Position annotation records

'''

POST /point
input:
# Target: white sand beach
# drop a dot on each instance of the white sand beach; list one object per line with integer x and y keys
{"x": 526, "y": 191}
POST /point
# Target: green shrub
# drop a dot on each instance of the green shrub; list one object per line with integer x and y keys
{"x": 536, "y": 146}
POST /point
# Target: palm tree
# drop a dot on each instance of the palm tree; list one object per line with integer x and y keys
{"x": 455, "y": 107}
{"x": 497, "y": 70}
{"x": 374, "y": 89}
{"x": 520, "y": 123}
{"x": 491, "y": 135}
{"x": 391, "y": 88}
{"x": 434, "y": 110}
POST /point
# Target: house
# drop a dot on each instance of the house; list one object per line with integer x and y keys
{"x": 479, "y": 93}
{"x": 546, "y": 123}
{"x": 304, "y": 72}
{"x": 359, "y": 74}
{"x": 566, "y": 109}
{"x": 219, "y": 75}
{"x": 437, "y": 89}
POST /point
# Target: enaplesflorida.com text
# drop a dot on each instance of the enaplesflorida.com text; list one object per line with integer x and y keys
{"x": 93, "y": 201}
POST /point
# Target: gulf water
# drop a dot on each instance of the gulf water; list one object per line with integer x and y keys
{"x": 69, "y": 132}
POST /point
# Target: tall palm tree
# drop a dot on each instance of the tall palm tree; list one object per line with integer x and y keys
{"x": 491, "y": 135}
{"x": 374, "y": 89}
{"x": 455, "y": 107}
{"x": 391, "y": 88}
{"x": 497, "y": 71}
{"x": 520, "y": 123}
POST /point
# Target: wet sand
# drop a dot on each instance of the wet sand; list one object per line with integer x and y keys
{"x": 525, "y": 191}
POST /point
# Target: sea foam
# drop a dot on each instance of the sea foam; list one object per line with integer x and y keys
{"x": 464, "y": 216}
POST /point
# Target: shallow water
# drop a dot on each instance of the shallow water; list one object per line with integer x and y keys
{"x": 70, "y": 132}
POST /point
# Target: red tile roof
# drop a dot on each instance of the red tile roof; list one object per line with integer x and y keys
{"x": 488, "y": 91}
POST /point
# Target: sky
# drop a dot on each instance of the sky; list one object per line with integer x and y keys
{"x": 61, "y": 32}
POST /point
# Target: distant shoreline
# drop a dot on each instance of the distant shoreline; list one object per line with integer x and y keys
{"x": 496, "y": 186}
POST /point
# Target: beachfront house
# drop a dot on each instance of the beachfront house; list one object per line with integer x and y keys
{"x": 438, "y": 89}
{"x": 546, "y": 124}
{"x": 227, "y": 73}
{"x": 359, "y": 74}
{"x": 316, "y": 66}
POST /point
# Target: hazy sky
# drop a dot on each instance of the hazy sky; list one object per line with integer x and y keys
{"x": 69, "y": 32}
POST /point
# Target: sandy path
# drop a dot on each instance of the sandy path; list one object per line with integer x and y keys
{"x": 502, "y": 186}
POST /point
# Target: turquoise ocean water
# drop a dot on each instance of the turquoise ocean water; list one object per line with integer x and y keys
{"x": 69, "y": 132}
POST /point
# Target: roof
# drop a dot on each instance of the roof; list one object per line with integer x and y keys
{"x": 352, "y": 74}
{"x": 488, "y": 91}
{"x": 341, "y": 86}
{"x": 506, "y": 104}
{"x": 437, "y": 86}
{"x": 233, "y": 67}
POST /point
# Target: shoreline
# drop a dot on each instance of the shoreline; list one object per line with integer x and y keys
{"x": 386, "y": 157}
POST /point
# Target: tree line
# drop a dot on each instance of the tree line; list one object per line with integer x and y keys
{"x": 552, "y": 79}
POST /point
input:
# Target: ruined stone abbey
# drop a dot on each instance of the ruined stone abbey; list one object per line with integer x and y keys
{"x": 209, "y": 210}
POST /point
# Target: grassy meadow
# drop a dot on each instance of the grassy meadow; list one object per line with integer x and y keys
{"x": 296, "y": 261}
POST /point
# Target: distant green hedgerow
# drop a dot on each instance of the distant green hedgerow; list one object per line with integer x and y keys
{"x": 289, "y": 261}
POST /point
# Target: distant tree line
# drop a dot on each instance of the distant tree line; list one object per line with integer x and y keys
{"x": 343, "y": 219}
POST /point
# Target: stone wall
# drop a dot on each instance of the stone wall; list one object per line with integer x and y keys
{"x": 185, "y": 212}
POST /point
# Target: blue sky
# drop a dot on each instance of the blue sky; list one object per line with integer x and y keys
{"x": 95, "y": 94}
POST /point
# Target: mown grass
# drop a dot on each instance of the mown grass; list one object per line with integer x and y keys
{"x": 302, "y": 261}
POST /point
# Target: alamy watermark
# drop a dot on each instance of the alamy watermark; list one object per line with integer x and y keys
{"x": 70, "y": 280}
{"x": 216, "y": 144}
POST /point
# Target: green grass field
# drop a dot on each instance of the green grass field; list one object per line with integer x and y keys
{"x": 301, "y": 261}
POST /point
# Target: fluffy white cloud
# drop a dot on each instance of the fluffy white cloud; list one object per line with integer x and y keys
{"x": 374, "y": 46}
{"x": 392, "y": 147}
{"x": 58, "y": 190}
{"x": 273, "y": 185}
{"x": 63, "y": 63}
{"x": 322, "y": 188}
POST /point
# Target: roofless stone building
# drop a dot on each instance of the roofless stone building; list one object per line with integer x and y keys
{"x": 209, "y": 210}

'''

Objective —
Each line of the listing should be echoed back exactly.

Final result —
POST /point
input:
# Target: white sand beach
# drop a dot on each instance of the white sand beach; list one object per line with integer x and y keys
{"x": 526, "y": 191}
POST /point
# Target: green shrub
# drop a dot on each instance of the green shrub; list one object per line with integer x and y keys
{"x": 536, "y": 146}
POST /point
# Target: palm tree
# drop a dot on each instance of the palm tree; list one object per line with integer x and y keys
{"x": 455, "y": 107}
{"x": 497, "y": 70}
{"x": 374, "y": 89}
{"x": 520, "y": 123}
{"x": 491, "y": 135}
{"x": 391, "y": 88}
{"x": 434, "y": 110}
POST /point
# Target: house
# drop a dot on each instance of the house; list one object per line with integer x and y keys
{"x": 479, "y": 93}
{"x": 546, "y": 123}
{"x": 304, "y": 72}
{"x": 359, "y": 74}
{"x": 566, "y": 109}
{"x": 219, "y": 75}
{"x": 437, "y": 89}
POST /point
# Target: enaplesflorida.com text
# drop a dot on each instance of the enaplesflorida.com text; list one object per line with integer x and y keys
{"x": 93, "y": 201}
POST /point
# Target: gulf water
# drop a dot on each instance of the gulf water; list one object per line with integer x and y keys
{"x": 69, "y": 132}
POST /point
# Target: tall palm tree
# drop a dot on each instance of the tall palm tree; list one object per line with integer x and y keys
{"x": 491, "y": 135}
{"x": 374, "y": 89}
{"x": 455, "y": 107}
{"x": 391, "y": 88}
{"x": 497, "y": 71}
{"x": 520, "y": 123}
POST /point
# Target: wet sand
# drop a dot on each instance of the wet sand; list one object per line with integer x and y keys
{"x": 525, "y": 191}
POST /point
# Target: sea foam
# drop a dot on each instance of the sea foam; list one object per line with integer x and y keys
{"x": 464, "y": 216}
POST /point
# Target: shallow water
# drop a dot on each instance of the shallow water; list one object per line with integer x and y keys
{"x": 70, "y": 132}
POST /point
# Target: red tile roof
# drop a dot on each instance of the red tile roof; list one object per line with integer x and y keys
{"x": 488, "y": 91}
POST /point
# Target: sky
# drop a dot on each instance of the sky; list one object per line with integer x and y keys
{"x": 61, "y": 32}
POST /point
# Target: distant shoreline
# drop a dot on each instance of the distant shoreline; list one object per line with integer x and y keys
{"x": 496, "y": 186}
POST /point
# Target: beachfront house
# drop a dot on each instance of the beachfront house; list one object per line with integer x and y keys
{"x": 438, "y": 89}
{"x": 546, "y": 124}
{"x": 227, "y": 73}
{"x": 359, "y": 74}
{"x": 316, "y": 66}
POST /point
# Target: hazy sky
# drop a dot on each instance of the hazy sky; list one object per line with integer x and y keys
{"x": 69, "y": 32}
POST /point
# Target: sandy path
# drop a dot on each instance of the sandy path; list one object per line with integer x and y keys
{"x": 502, "y": 186}
POST /point
# Target: turquoise ocean water
# drop a dot on each instance of the turquoise ocean water; list one object per line with integer x and y keys
{"x": 69, "y": 132}
POST /point
# Target: roof
# drop a dot on each instance of the roof; list one object per line with integer x and y keys
{"x": 352, "y": 74}
{"x": 488, "y": 91}
{"x": 341, "y": 86}
{"x": 506, "y": 104}
{"x": 437, "y": 86}
{"x": 233, "y": 67}
POST /point
# Target: shoreline
# drop a dot on each instance of the shoreline; list one object per line with integer x and y keys
{"x": 386, "y": 157}
POST /point
# Target: tree line
# drop a dot on each instance of the tree line; list one object per line with integer x and y keys
{"x": 552, "y": 79}
POST /point
input:
# Target: ruined stone abbey
# drop a dot on each instance of the ruined stone abbey; list one object per line with integer x and y keys
{"x": 209, "y": 210}
POST /point
# Target: grassy meadow
# drop a dot on each instance of the grassy meadow; list one object per line with integer x and y keys
{"x": 296, "y": 261}
POST /point
# Target: distant green hedgerow
# drop a dot on each instance of the distant green hedgerow; list one object per line with integer x and y keys
{"x": 289, "y": 261}
POST /point
# Target: distant tree line
# drop a dot on each instance of the distant tree line; list one object per line with integer x and y keys
{"x": 343, "y": 219}
POST /point
# Target: stone wall
# drop a dot on each instance of the stone wall; list one object per line with integer x and y keys
{"x": 185, "y": 212}
POST /point
# Target: blue sky
# drop a dot on each instance of the blue sky; list one object per line with integer x and y keys
{"x": 95, "y": 94}
POST /point
# Target: mown grass
# drop a dot on each instance of the mown grass; list one object per line with integer x and y keys
{"x": 302, "y": 261}
POST /point
# Target: alamy watermark
# drop a dot on each instance of the alamy watermark; list one object per line with integer x and y keys
{"x": 70, "y": 280}
{"x": 216, "y": 144}
POST /point
# Target: green grass field
# drop a dot on each instance of the green grass field; list one object per line with integer x and y keys
{"x": 301, "y": 261}
POST /point
# Target: fluffy white cloud
# drop a dot on each instance of the fluffy white cloud; list one object per line with integer x and y keys
{"x": 374, "y": 46}
{"x": 392, "y": 147}
{"x": 58, "y": 190}
{"x": 273, "y": 185}
{"x": 63, "y": 63}
{"x": 322, "y": 188}
POST /point
# Target: roofless stone building
# drop a dot on each instance of the roofless stone building; list one object per line with integer x and y keys
{"x": 209, "y": 210}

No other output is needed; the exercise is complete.